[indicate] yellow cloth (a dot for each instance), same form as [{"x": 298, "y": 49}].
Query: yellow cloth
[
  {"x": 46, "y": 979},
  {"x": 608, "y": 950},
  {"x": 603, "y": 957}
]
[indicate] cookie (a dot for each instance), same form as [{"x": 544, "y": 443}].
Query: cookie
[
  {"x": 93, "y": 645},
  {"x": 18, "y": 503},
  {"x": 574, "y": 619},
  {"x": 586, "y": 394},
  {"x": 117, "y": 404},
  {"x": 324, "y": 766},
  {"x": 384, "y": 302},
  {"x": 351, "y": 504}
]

+-------+

▸ **DIRECTIONS**: Present every line of the listing above as a numbered list, skipping any blank lines.

▸ **EXERCISE SOLUTION**:
1. [indicate] yellow cloth (a dot for each instance), same form as [{"x": 298, "y": 49}].
2. Query: yellow cloth
3. [
4.   {"x": 46, "y": 979},
5.   {"x": 608, "y": 950},
6.   {"x": 603, "y": 957}
7. ]
8. [indicate] cookie (a dot for each instance), same form as [{"x": 544, "y": 443}].
9. Query: cookie
10. [
11.   {"x": 93, "y": 645},
12.   {"x": 18, "y": 503},
13.   {"x": 574, "y": 619},
14.   {"x": 586, "y": 394},
15.   {"x": 117, "y": 404},
16.   {"x": 324, "y": 766},
17.   {"x": 384, "y": 302},
18.   {"x": 351, "y": 504}
19. ]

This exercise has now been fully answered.